→ DIRECTIONS:
1. In the text on key point detection networks, what makes up the low-to-high process in the asymmetrical framework?
2. Resume the text on key point detection network architectures at the point where it stops.

## START EXCERPTED TEXT

Key points detection is mainly used in human pose estimation [24,25], and the positions of key points can be located by estimating the heatmap. For key points heatmap estimation, the backbone first decreases the input image resolution to facilitate feature extraction and convolution calculation, and then generates a feature heatmap with the same resolution as the input. The main body of the network is possibly augmented with an intermediate supervision and fusion strategy.
Representative network architectures include: (i) a U-shaped mirror symmetric framework. A stacked hourglass network [26] and its subsequent variants [25,27] adopt high-to-low and low-to-high mirror symmetric structures, which transmit information from various scales to deeper depths in order to help the whole model to integrate local and global features and to perform well in detecting centers or edge corners of objects; (ii) an asymmetrical framework with heavy high-to-low and light low-to-high. In [24,28], the high-to-low process is based on a large classification backbone network, such as ResNet or VGGNet, whereas the low-to-high process is simply composed of a few layers of bilinear up-sampling or transpose convolution; (iii) a high-to-low and low-to-high framework with an intermediate supervision or fusion strategy. Ref. [29] proposed a feature aggregation and a coarse-to-fine supervision strategy for multi-stage networks, which improved the results of some existing models to some extent. In the cascaded pyramid network [24], the features generated in the high-to-low process are gradually combined into the low-to-high process through convolutions. Ref. [28] proposed a deep network consisting of several parallel subnetworks, and these subnets conducted a repeated information exchange to eliminate the loss of spatial resolution in the sampling. Figure 1 depicts three representative network architectures mentioned above.

## END EXCERPTED TEXT
## START DATA ROWS

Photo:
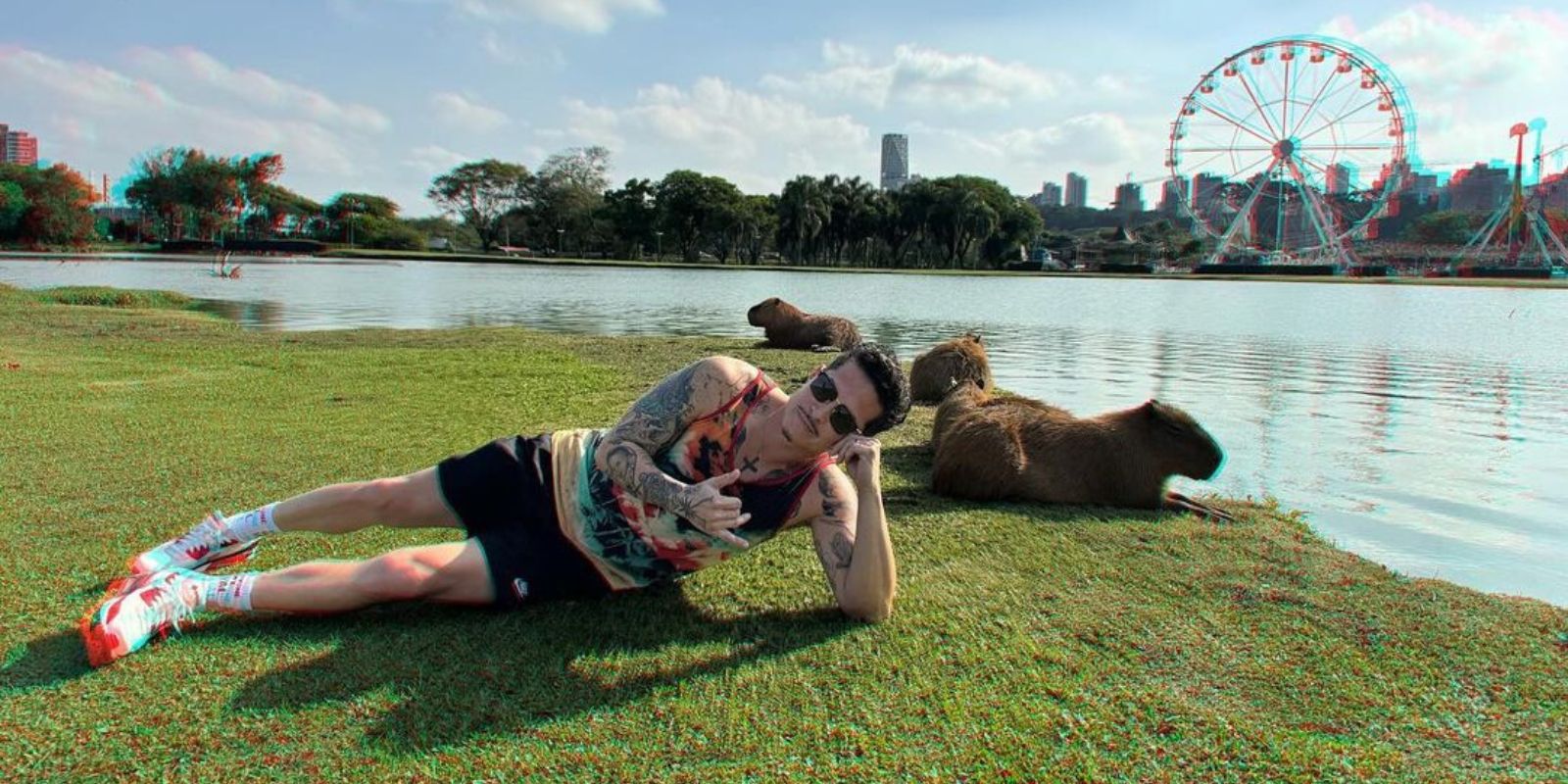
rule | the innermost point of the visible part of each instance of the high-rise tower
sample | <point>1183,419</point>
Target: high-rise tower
<point>896,162</point>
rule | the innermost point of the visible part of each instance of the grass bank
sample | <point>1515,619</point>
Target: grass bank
<point>1027,645</point>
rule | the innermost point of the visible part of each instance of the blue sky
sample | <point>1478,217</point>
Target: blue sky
<point>381,94</point>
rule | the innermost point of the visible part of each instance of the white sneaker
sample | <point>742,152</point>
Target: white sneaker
<point>206,548</point>
<point>145,609</point>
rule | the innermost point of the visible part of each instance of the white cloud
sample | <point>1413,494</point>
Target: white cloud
<point>1471,75</point>
<point>99,120</point>
<point>203,78</point>
<point>922,77</point>
<point>587,16</point>
<point>755,140</point>
<point>435,159</point>
<point>459,112</point>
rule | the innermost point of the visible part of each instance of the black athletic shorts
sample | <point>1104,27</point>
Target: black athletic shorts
<point>506,498</point>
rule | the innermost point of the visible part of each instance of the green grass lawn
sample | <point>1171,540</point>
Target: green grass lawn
<point>1027,645</point>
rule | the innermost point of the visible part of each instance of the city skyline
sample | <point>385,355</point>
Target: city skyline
<point>799,93</point>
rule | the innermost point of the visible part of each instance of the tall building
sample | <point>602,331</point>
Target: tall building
<point>18,146</point>
<point>1129,198</point>
<point>1172,193</point>
<point>1050,195</point>
<point>1078,190</point>
<point>896,162</point>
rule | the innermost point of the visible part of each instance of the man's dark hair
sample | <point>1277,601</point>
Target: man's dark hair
<point>893,389</point>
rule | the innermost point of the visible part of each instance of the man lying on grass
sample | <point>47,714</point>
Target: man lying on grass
<point>710,462</point>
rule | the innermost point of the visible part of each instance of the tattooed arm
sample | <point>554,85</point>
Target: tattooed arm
<point>658,419</point>
<point>854,546</point>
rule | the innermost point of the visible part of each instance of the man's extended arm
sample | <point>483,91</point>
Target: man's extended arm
<point>852,535</point>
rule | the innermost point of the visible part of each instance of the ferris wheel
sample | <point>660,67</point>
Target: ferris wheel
<point>1288,149</point>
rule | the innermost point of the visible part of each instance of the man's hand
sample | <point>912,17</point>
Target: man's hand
<point>706,507</point>
<point>861,459</point>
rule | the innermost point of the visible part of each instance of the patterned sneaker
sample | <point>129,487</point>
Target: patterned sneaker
<point>204,548</point>
<point>146,608</point>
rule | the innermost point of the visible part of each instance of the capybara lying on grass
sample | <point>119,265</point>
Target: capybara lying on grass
<point>949,365</point>
<point>789,326</point>
<point>1018,449</point>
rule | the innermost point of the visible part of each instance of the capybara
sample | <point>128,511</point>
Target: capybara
<point>789,326</point>
<point>1018,449</point>
<point>949,365</point>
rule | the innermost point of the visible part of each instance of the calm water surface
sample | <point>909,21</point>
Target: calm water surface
<point>1421,427</point>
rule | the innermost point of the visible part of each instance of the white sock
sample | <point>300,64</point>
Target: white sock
<point>251,524</point>
<point>226,592</point>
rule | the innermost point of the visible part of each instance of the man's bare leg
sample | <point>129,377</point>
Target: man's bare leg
<point>400,502</point>
<point>454,572</point>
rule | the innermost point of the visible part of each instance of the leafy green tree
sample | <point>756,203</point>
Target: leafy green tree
<point>389,234</point>
<point>632,217</point>
<point>457,234</point>
<point>271,206</point>
<point>804,216</point>
<point>568,192</point>
<point>193,192</point>
<point>694,208</point>
<point>59,204</point>
<point>13,206</point>
<point>480,193</point>
<point>757,221</point>
<point>360,219</point>
<point>345,204</point>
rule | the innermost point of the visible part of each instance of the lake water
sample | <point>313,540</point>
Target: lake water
<point>1421,427</point>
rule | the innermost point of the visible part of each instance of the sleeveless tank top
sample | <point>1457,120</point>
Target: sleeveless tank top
<point>634,543</point>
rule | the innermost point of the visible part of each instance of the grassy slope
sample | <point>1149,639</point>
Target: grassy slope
<point>1029,643</point>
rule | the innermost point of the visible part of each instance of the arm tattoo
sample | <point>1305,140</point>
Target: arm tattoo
<point>830,504</point>
<point>631,467</point>
<point>659,416</point>
<point>843,551</point>
<point>653,423</point>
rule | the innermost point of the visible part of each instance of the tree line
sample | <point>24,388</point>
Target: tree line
<point>564,208</point>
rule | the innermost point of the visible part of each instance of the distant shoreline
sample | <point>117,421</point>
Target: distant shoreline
<point>380,258</point>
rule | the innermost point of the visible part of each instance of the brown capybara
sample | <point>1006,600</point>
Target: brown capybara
<point>789,326</point>
<point>1018,449</point>
<point>948,366</point>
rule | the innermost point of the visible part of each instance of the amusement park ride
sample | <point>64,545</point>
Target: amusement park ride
<point>1293,146</point>
<point>1291,149</point>
<point>1518,227</point>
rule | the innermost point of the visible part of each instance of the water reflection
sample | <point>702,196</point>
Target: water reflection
<point>250,316</point>
<point>1419,427</point>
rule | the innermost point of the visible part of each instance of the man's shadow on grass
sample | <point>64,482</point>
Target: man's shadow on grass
<point>44,662</point>
<point>457,673</point>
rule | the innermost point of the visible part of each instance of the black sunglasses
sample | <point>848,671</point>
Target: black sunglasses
<point>825,391</point>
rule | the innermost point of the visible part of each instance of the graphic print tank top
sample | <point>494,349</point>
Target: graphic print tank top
<point>634,543</point>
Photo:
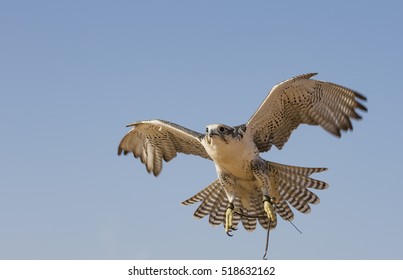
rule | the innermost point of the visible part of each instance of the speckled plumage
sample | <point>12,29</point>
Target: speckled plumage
<point>244,178</point>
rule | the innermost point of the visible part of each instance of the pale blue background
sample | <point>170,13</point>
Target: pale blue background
<point>74,73</point>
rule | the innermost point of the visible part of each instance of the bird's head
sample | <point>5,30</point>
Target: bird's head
<point>221,132</point>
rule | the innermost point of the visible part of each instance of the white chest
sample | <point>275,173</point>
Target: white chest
<point>233,156</point>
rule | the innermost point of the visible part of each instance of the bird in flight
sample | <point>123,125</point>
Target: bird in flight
<point>250,188</point>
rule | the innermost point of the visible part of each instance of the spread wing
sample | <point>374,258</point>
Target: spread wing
<point>301,100</point>
<point>156,140</point>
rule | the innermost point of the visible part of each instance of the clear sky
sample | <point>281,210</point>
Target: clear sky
<point>74,73</point>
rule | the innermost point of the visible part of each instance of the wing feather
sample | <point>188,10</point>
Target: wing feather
<point>156,140</point>
<point>301,100</point>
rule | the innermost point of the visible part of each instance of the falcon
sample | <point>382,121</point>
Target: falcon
<point>248,188</point>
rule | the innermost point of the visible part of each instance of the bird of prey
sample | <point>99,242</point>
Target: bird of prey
<point>250,188</point>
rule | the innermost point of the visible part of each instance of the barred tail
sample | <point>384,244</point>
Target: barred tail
<point>291,182</point>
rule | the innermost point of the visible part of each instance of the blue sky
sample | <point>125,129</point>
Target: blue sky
<point>74,73</point>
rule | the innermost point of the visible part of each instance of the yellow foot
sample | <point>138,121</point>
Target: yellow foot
<point>229,214</point>
<point>269,209</point>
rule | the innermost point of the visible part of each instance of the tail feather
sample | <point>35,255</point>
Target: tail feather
<point>292,183</point>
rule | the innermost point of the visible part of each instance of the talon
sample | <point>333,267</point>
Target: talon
<point>269,208</point>
<point>229,214</point>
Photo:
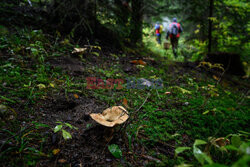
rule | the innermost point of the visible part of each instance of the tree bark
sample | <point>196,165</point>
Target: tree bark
<point>136,21</point>
<point>211,7</point>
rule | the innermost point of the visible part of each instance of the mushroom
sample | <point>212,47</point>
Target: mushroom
<point>111,116</point>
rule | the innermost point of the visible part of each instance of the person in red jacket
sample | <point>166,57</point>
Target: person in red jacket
<point>173,32</point>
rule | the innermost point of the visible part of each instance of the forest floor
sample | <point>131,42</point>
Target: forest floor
<point>43,84</point>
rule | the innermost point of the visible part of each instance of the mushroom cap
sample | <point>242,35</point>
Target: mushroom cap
<point>111,116</point>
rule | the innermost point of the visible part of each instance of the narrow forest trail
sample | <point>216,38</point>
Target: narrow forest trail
<point>168,117</point>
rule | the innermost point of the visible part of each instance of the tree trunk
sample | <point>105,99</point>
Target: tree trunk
<point>211,6</point>
<point>136,21</point>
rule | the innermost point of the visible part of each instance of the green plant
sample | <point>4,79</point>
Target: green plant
<point>115,150</point>
<point>61,128</point>
<point>241,148</point>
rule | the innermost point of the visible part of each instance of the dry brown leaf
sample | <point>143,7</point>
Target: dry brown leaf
<point>216,78</point>
<point>79,50</point>
<point>125,102</point>
<point>56,151</point>
<point>222,141</point>
<point>138,62</point>
<point>111,116</point>
<point>62,161</point>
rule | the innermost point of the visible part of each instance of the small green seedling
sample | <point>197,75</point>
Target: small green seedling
<point>61,127</point>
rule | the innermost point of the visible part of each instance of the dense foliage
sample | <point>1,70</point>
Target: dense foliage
<point>198,117</point>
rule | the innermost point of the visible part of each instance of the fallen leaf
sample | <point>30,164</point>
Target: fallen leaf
<point>216,78</point>
<point>222,141</point>
<point>41,86</point>
<point>142,62</point>
<point>55,151</point>
<point>125,102</point>
<point>76,96</point>
<point>79,50</point>
<point>52,85</point>
<point>138,62</point>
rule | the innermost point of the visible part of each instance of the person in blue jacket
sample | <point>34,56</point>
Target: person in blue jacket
<point>174,31</point>
<point>158,31</point>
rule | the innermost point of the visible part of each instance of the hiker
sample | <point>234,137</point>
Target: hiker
<point>173,32</point>
<point>158,31</point>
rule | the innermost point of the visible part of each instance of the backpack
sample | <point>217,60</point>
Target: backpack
<point>174,30</point>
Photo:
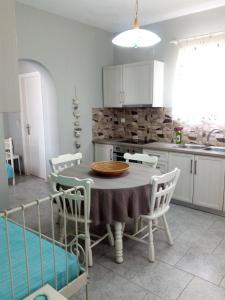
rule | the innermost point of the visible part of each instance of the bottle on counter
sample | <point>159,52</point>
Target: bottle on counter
<point>178,131</point>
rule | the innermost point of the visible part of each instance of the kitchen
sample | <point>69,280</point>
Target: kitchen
<point>165,101</point>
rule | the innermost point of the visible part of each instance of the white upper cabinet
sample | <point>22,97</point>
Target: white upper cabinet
<point>113,86</point>
<point>134,84</point>
<point>9,87</point>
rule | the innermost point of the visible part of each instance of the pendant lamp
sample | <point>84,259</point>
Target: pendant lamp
<point>136,37</point>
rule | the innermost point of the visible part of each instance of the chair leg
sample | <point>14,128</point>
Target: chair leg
<point>86,292</point>
<point>168,234</point>
<point>19,165</point>
<point>90,256</point>
<point>151,248</point>
<point>110,237</point>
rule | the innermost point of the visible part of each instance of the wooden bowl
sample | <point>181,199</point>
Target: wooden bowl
<point>109,168</point>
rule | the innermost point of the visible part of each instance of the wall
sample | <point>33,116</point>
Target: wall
<point>148,123</point>
<point>187,26</point>
<point>74,55</point>
<point>12,122</point>
<point>9,96</point>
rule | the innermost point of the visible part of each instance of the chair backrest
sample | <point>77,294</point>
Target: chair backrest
<point>163,187</point>
<point>144,158</point>
<point>8,144</point>
<point>83,194</point>
<point>64,161</point>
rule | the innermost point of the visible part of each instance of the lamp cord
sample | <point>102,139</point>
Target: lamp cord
<point>136,15</point>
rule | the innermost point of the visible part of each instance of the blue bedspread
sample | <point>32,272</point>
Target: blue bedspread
<point>34,262</point>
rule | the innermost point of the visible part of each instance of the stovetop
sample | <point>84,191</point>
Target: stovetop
<point>138,141</point>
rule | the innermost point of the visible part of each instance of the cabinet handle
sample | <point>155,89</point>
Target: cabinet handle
<point>191,166</point>
<point>195,172</point>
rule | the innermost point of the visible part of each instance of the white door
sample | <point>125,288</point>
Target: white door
<point>137,83</point>
<point>184,188</point>
<point>209,182</point>
<point>113,86</point>
<point>32,123</point>
<point>103,152</point>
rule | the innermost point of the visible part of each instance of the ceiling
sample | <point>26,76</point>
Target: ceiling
<point>117,15</point>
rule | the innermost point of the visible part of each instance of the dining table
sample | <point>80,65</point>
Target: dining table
<point>116,199</point>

## END DATA ROWS

→ TASK ANSWERS:
1. A few layers of bilinear up-sampling or transpose convolution.

2.
In this paper, we use a set of discrete key points to describe lane lines abstractly, which is similar to the task of human pose estimation. Due to thin and narrow characteristics of lane lines, the backbones with series structures tend to miss subtle details related to lane lines in challenging scenes (such as occlusion, markings wear, dark–light, etc.). To cope with that, this work designed a new network architecture centering on the requirements of this detection task. Although part of the work was inspired by [11,24,25,28,29], there were significant differences overall.

3. Methodology

Based on the above analysis, aiming at the problems of the present mainstream detection methods, such as the struggle to capture effective lane features in complex scenarios with a weak appearance, complicated model predictions and high computation costs, and being limited to fixed structures, this paper proposes a lane detection method of parallel multi-scale feature aggregation based on key points, FPLane. An overview of the method is shown in Figure 2. It takes the lane images obtained by vehicle sensors as the input, and outputs multiple groups of dense key points that represent the final prediction of lane geometry. FPLane mainly consists of three parts: MFANet, global key point detection and grouping key points with association embedding. The functions of each part are as follows.

3.1. Parallel Multi-Scale Feature Aggregation Network

The overall architecture of MFANet is illustrated in Figure 3. The framework consists of an encoder and a decoder, which are connected in parallel. By integrating the context spatial information of multiple-scale feature mappings in parallel, the network can effectively utilize prior information from other lanes to enrich spatial relations about lane lines, which is necessary for cases with conditions such as weak visible lane markings. In addition, MFANet incorporates DAFU, which combines the advantages of interpolation coarse up-sampling and transpose convolution fine up-sampling through the strategy of nonlinear feature fusion. It can cast the sampled feature mapping to the higher resolution representation precisely.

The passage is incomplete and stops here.